Down to the last word, output the records below, skipping any images.

☆ ☆ ☆

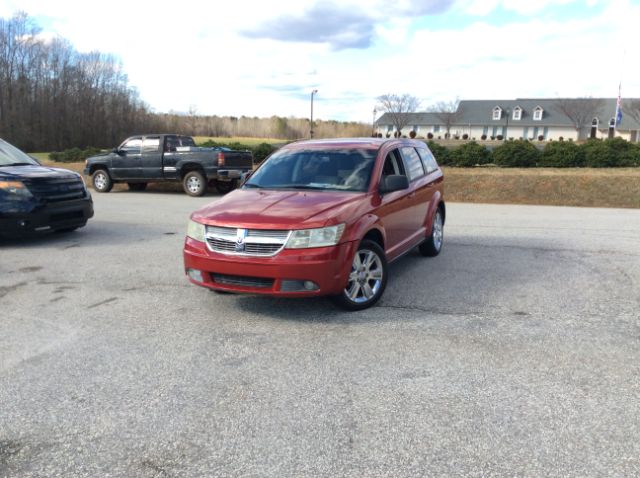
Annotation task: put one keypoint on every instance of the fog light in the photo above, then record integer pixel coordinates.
(309, 285)
(195, 275)
(298, 286)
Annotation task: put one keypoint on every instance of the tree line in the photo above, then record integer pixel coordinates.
(53, 97)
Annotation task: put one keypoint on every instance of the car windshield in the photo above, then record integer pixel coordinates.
(329, 169)
(12, 156)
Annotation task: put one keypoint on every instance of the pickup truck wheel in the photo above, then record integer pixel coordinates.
(194, 183)
(101, 181)
(367, 280)
(137, 186)
(433, 245)
(224, 187)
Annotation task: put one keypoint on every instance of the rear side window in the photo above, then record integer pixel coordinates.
(415, 169)
(429, 161)
(132, 146)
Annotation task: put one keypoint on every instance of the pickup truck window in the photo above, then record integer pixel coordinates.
(151, 144)
(328, 169)
(132, 145)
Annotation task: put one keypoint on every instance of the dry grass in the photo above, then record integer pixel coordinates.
(558, 187)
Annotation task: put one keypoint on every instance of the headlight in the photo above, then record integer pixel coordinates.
(195, 231)
(15, 187)
(324, 236)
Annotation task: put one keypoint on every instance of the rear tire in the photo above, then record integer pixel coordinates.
(433, 245)
(224, 187)
(367, 279)
(137, 186)
(194, 183)
(101, 181)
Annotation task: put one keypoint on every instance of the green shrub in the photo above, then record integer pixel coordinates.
(610, 153)
(442, 154)
(73, 155)
(561, 155)
(516, 154)
(469, 155)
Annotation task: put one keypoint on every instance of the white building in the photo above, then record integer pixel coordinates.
(533, 119)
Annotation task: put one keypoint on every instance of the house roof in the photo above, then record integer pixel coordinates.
(479, 112)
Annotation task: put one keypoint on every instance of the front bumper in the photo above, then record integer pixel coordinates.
(282, 275)
(29, 217)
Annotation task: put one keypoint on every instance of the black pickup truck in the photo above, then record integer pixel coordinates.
(151, 158)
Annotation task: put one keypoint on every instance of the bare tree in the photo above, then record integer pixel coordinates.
(580, 111)
(397, 107)
(449, 112)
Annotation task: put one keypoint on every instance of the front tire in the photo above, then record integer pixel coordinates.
(101, 181)
(367, 279)
(194, 183)
(433, 245)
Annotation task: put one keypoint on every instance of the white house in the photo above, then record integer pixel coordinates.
(524, 118)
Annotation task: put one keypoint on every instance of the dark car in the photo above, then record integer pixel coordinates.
(34, 198)
(321, 218)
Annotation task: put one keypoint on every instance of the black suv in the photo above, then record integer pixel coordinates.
(35, 198)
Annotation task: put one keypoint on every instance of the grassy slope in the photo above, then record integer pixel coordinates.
(560, 187)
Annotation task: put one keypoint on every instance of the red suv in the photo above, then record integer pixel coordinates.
(321, 218)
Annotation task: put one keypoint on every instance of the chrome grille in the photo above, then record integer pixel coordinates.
(257, 282)
(246, 242)
(56, 189)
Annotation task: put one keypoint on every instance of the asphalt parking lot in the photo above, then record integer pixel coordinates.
(516, 352)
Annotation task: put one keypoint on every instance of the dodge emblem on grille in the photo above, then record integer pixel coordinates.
(240, 236)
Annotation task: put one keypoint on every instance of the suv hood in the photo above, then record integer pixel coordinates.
(33, 172)
(279, 209)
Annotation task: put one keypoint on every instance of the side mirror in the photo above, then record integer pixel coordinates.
(245, 176)
(393, 182)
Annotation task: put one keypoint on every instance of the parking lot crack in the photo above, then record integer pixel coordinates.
(111, 299)
(4, 290)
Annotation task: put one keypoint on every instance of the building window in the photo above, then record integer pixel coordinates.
(517, 113)
(537, 113)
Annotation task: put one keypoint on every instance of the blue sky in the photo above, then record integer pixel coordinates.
(259, 58)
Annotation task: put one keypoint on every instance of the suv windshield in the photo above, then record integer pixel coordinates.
(12, 156)
(330, 169)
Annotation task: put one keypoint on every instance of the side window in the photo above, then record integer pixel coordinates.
(132, 145)
(151, 144)
(415, 169)
(429, 161)
(392, 164)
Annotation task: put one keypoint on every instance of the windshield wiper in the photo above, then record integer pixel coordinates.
(304, 186)
(18, 164)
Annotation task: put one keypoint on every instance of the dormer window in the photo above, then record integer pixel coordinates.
(517, 113)
(537, 113)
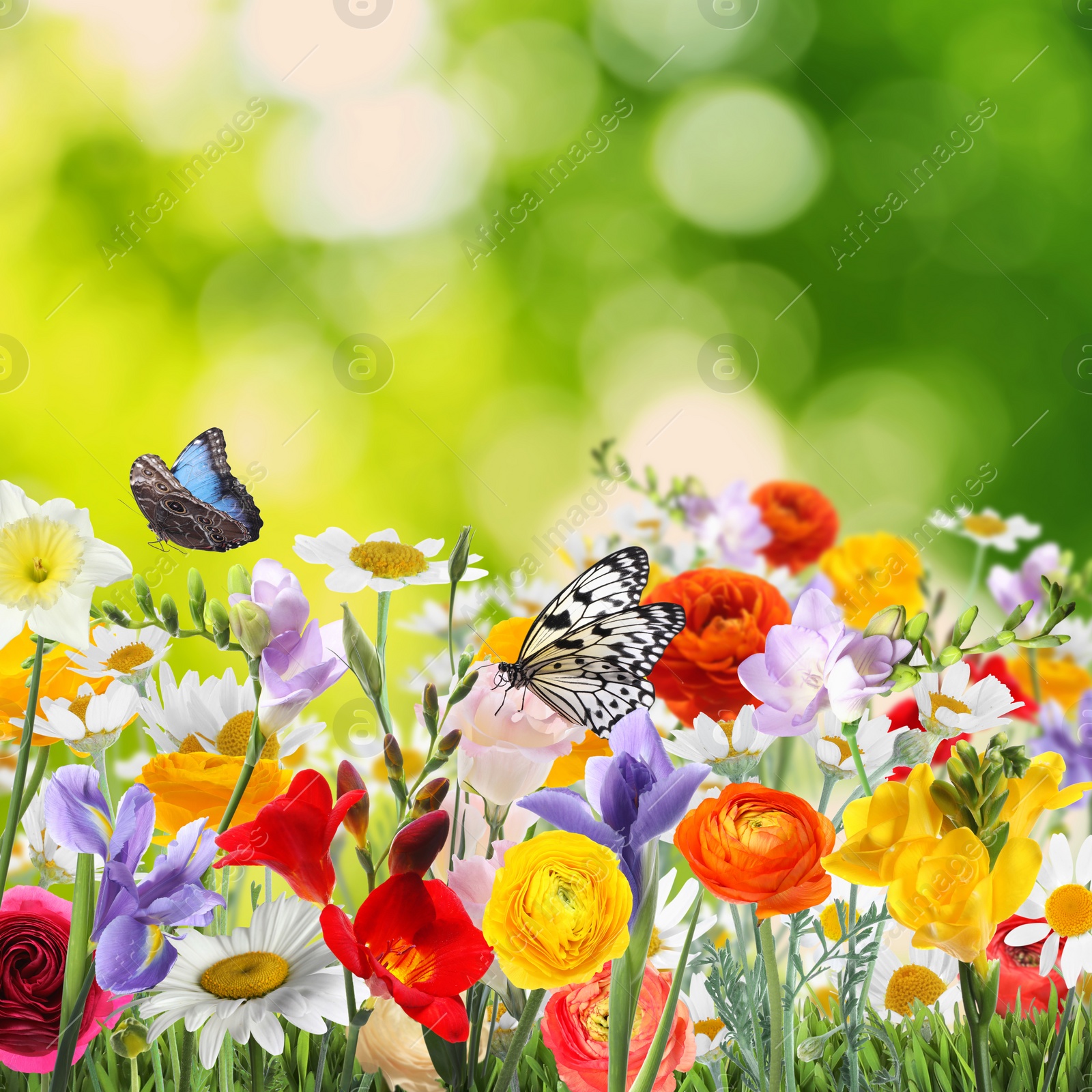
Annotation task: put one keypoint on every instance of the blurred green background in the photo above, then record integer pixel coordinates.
(725, 167)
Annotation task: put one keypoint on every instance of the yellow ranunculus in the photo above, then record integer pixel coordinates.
(558, 911)
(871, 573)
(189, 786)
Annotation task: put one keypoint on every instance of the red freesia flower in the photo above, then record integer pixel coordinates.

☆ ☆ ☆

=== EXERCISE RESPONSE ===
Annotation task: put one keypoint on every instance of the fog light in the photo above, then record integer pixel coordinates.
(309, 285)
(195, 275)
(298, 286)
Annotation task: put one keypoint on every instance of the tree line in the photo above, then record integer pixel coordinates.
(53, 97)
Annotation task: put one keypoint on every instance of the car windshield in the photo above, then record integer pixel coordinates.
(329, 169)
(12, 156)
Annotation task: put one keypoint on every instance of the pickup truck wheel in the photo above, then record integer pixel coordinates.
(194, 183)
(101, 181)
(367, 280)
(137, 186)
(433, 245)
(224, 187)
Annotation task: put one keypoint on every instance of the rear side window in the photo above, then record integer pixel coordinates.
(415, 169)
(429, 161)
(132, 146)
Annotation task: put one keypoint on every instance of the pickup truck window in the photo above, then record integer pixel coordinates.
(151, 144)
(328, 169)
(132, 145)
Annotation task: put one keypoint on every instance of the dry grass in the photo above, then record integer pixel coordinates.
(558, 187)
Annotation task: put one keypoint on every instance of the headlight in the photo above, then record integer pixel coordinates.
(195, 231)
(15, 187)
(324, 236)
Annotation task: put one keypoint on every instance of the rear tire in the photo above, then record integer pixel coordinates.
(433, 245)
(224, 187)
(367, 279)
(137, 186)
(194, 183)
(101, 181)
Annotation task: put one keypoint on every instance of the green shrub in the photo above, then record integer pixel coordinates.
(610, 153)
(442, 154)
(73, 155)
(561, 155)
(516, 154)
(469, 155)
Annotation task: put one keypoint on every instance of the white building in the photo above, then record integer pixel coordinates.
(533, 119)
Annotation task: put one keypoint on every instance of the house roof in the photo above, then record integer pixel coordinates.
(479, 112)
Annotation task: put one keypoint on every instance of the front bumper in the photo above, then record integer pixel coordinates.
(282, 275)
(29, 217)
Annotation task: put one keypoint on every instance of the black pickup truck in the photo above, then record integer pixel coordinates.
(151, 158)
Annotation task: put one keypoint on every instance of the bare tree in the photo above, then record integer pixel coordinates.
(580, 111)
(397, 107)
(449, 112)
Annotation task: put one keypoint on every instance of the front tire in the photo above, then record integer pixel coordinates.
(101, 181)
(367, 279)
(194, 183)
(433, 245)
Annotation task: put one keypoint on every instance of the white house in the photo above, then record integer pixel coordinates.
(524, 118)
Annotation task: put one keypoint on every instance of the dark car in the photo above, then record integer pixel coordinates.
(34, 198)
(321, 218)
Annotation task: put one keypoint on every instance of the black suv in the photo above, then record integer pixel coordinates.
(35, 198)
Annotation task: put one keypoint on every instance of the grassy slope in the photo above, then record integer pixel coordinates.
(560, 187)
Annotation task: put one keypoint on every instance of the red suv in the photo above, then record integer pixel coordinates.
(321, 218)
Annotation task: put one keypoint on every instance of the chrome grille in the photo above, then record integer pixel coordinates.
(257, 282)
(246, 242)
(56, 189)
Annotation task: put one keypoint on every instance of the asphalt parking lot in the photo above, then record integer pixel coordinates.
(516, 352)
Annotation task: put one keypoint on every instance of the dodge emblem on grille in the photo above, then record integer pixel coordinates.
(240, 236)
Annotation task: put one keypoint on every instance of the suv hood in the photo above, then record integer pixel coordinates.
(33, 172)
(279, 209)
Annotation task: put one keypoint on every instance of the side mirror in the photo above, then record integer pixel coordinates.
(245, 176)
(393, 182)
Annotation task: put one keypoint on every instance of the parking lot crack in the photo above, then record integer pixel coordinates.
(111, 299)
(4, 290)
Annotation task: put one keypoint on every instance of the building window in the photo above, then record integer pixel coordinates.
(517, 113)
(537, 113)
Annotation task: put one keypoint on every instance of the blue sky in the photo above, then record integer pixel coordinates.
(259, 58)
Annotation task: put one keypoint on every instance of the suv windshield in the photo above, then record integer pixel coordinates.
(12, 156)
(330, 169)
Annotation task: put one keypoint on every instance of the side window in the photo above, then record integer pixel coordinates.
(132, 145)
(151, 144)
(415, 169)
(429, 161)
(392, 164)
Annotation task: put one keypoint on every instance of the windshield wiper in the photo above, then record integer pixel coordinates.
(304, 186)
(18, 164)
Annotation task: put one keypoint on every instance of the dormer window in the photo above, then record integer pixel coordinates.
(517, 113)
(537, 113)
Annotation task: put one keypoint on every instance of the blurred green background in the photo above, then record integer pixel coordinates.
(725, 167)
Annotation task: put one keypoint on every instance of the yellow ranunculus in the photo above, then record integer pixel coordinates.
(558, 911)
(871, 573)
(189, 786)
Annotation task: put one keypoint on every instance of the red freesia flower in the photo above, then record integer pixel coordinates.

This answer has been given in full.